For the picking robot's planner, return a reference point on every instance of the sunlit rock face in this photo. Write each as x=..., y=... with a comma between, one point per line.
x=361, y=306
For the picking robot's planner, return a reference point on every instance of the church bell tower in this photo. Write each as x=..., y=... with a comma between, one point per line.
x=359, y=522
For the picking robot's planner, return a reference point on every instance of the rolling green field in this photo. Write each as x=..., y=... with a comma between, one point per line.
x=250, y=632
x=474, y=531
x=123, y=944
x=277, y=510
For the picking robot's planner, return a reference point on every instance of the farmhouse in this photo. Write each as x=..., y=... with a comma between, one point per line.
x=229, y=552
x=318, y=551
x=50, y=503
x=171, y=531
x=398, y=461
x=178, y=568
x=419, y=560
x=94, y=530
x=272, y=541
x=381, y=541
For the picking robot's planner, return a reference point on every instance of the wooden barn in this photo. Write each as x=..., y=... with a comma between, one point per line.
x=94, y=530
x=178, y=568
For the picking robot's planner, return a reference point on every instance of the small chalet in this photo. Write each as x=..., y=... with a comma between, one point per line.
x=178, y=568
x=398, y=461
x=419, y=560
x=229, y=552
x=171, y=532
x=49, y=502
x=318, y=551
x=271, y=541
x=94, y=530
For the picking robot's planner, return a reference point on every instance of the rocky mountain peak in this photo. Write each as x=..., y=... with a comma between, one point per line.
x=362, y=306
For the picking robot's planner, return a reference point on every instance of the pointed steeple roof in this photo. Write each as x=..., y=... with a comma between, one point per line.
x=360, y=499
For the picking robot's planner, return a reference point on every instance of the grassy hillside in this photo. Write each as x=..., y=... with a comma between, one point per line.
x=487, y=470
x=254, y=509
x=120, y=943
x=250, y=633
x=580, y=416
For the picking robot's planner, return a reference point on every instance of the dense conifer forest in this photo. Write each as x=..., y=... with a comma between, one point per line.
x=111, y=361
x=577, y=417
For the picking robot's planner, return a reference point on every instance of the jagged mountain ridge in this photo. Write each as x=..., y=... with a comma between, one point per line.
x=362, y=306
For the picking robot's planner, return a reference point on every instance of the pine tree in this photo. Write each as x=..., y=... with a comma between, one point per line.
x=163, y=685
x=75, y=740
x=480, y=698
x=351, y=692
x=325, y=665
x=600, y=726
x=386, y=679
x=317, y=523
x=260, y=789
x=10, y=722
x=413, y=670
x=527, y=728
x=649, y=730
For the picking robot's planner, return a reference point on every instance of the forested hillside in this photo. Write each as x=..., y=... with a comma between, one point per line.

• Required task
Copy all of the records above word for word, keeping every line as it is.

• Result of the task
For the picking robot's planner, return a reference point on every instance of the sunlit rock face in this photo. Write each as x=..., y=... with a comma between, one point per line.
x=361, y=306
For the picking robot's planner, return a reference point on every instance of the church bell tower in this photo. Write each as x=..., y=... with a comma between, one point per line.
x=359, y=522
For the picking robot's planner, return a reference point on every instance of the rolling green field in this photo. Write each as x=..., y=... with a comma between, one point per line.
x=250, y=632
x=474, y=531
x=123, y=944
x=277, y=510
For the picking robot's planner, return a reference point on every instance of the farmhouse in this photo. Write each as x=..., y=... with a comma between, one point per line.
x=229, y=552
x=318, y=551
x=50, y=503
x=171, y=531
x=398, y=461
x=178, y=568
x=419, y=560
x=94, y=530
x=272, y=541
x=381, y=541
For the picking robot's planner, return a reference point on every instance of the wooden barn in this photo. Write each as x=..., y=... with a comma between, one point per line.
x=94, y=530
x=178, y=568
For the picking robot's planner, return a reference point on every instance of the small chalet in this photo. Write each as x=..., y=... with a comma between, one point per line.
x=178, y=568
x=398, y=461
x=419, y=560
x=229, y=552
x=171, y=532
x=49, y=502
x=318, y=551
x=271, y=541
x=94, y=530
For the picking robot's planner, return a reference point on every instance of the rocky mountain peak in this photo. Write each as x=..., y=... with a comma between, one point per line.
x=362, y=306
For the picking robot's planner, return a reference point on every instance of the pointed steeple roof in this photo. Write each as x=..., y=... with a comma between, one point per line.
x=360, y=499
For the picking robot's planner, return a reference point on every instance of the grassy hillside in this photo. Write each as x=..., y=... with a comma between, one point per line.
x=487, y=470
x=254, y=509
x=120, y=943
x=250, y=633
x=580, y=416
For the picking robot's planner, return a reference point on every instance of the dense conifer forest in this photo. Write each as x=..., y=... with a comma between, one point per line.
x=111, y=361
x=577, y=417
For the picking robot's planner, return a reference point on every instance of the jagged mountain ridge in this photo. Write each as x=..., y=... with a comma between, one point per line.
x=362, y=306
For the picking robot's planner, return a reference point on every instance of the pine tree in this photo. Write each as x=..., y=... with a comma between, one point per line.
x=163, y=685
x=75, y=740
x=480, y=698
x=351, y=692
x=325, y=665
x=600, y=726
x=386, y=679
x=317, y=523
x=260, y=789
x=10, y=722
x=413, y=670
x=527, y=728
x=649, y=730
For the picking robot's planner, return a reference point on every instance of the forested hillside in this photo. Write each as x=..., y=... with a comma between, one point per line.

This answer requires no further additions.